Saved data entries:
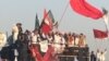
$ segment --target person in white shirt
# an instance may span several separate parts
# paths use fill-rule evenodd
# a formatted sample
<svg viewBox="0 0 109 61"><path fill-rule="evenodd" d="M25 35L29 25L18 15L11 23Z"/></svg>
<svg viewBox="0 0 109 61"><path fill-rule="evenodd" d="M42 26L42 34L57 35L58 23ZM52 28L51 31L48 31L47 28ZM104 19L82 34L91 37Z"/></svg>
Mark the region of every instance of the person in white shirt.
<svg viewBox="0 0 109 61"><path fill-rule="evenodd" d="M99 56L99 60L100 61L105 61L106 60L106 58L105 58L106 52L107 52L107 49L105 49L105 51L100 52L100 56Z"/></svg>
<svg viewBox="0 0 109 61"><path fill-rule="evenodd" d="M38 35L38 30L37 29L35 29L33 33L32 33L32 45L36 45L37 44L37 41L38 41L38 37L39 37L39 35Z"/></svg>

» **GOAL**
Please put every line of the items above into a JSON list of strings, one string per line, with blank lines left out. Leave the pictures out of the list.

» **EXERCISE ANSWER**
[
  "$ segment --target person in white shirt",
  "# an instance may span several separate parts",
  "# paths use fill-rule evenodd",
  "# a formatted sample",
  "<svg viewBox=\"0 0 109 61\"><path fill-rule=\"evenodd\" d=\"M25 35L29 25L18 15L11 23Z\"/></svg>",
  "<svg viewBox=\"0 0 109 61\"><path fill-rule=\"evenodd\" d=\"M42 26L42 34L57 35L58 23ZM52 28L51 31L48 31L47 28ZM104 19L82 34L91 37Z\"/></svg>",
  "Mark the region of every instance of the person in white shirt.",
  "<svg viewBox=\"0 0 109 61\"><path fill-rule=\"evenodd\" d=\"M99 56L99 60L100 61L105 61L106 60L106 58L105 58L106 52L107 52L107 49L105 49L105 51L100 52L100 56Z\"/></svg>",
  "<svg viewBox=\"0 0 109 61\"><path fill-rule=\"evenodd\" d=\"M38 35L38 30L37 29L35 29L33 33L32 33L32 45L36 45L37 44L37 41L38 41L38 37L39 37L39 35Z\"/></svg>"
]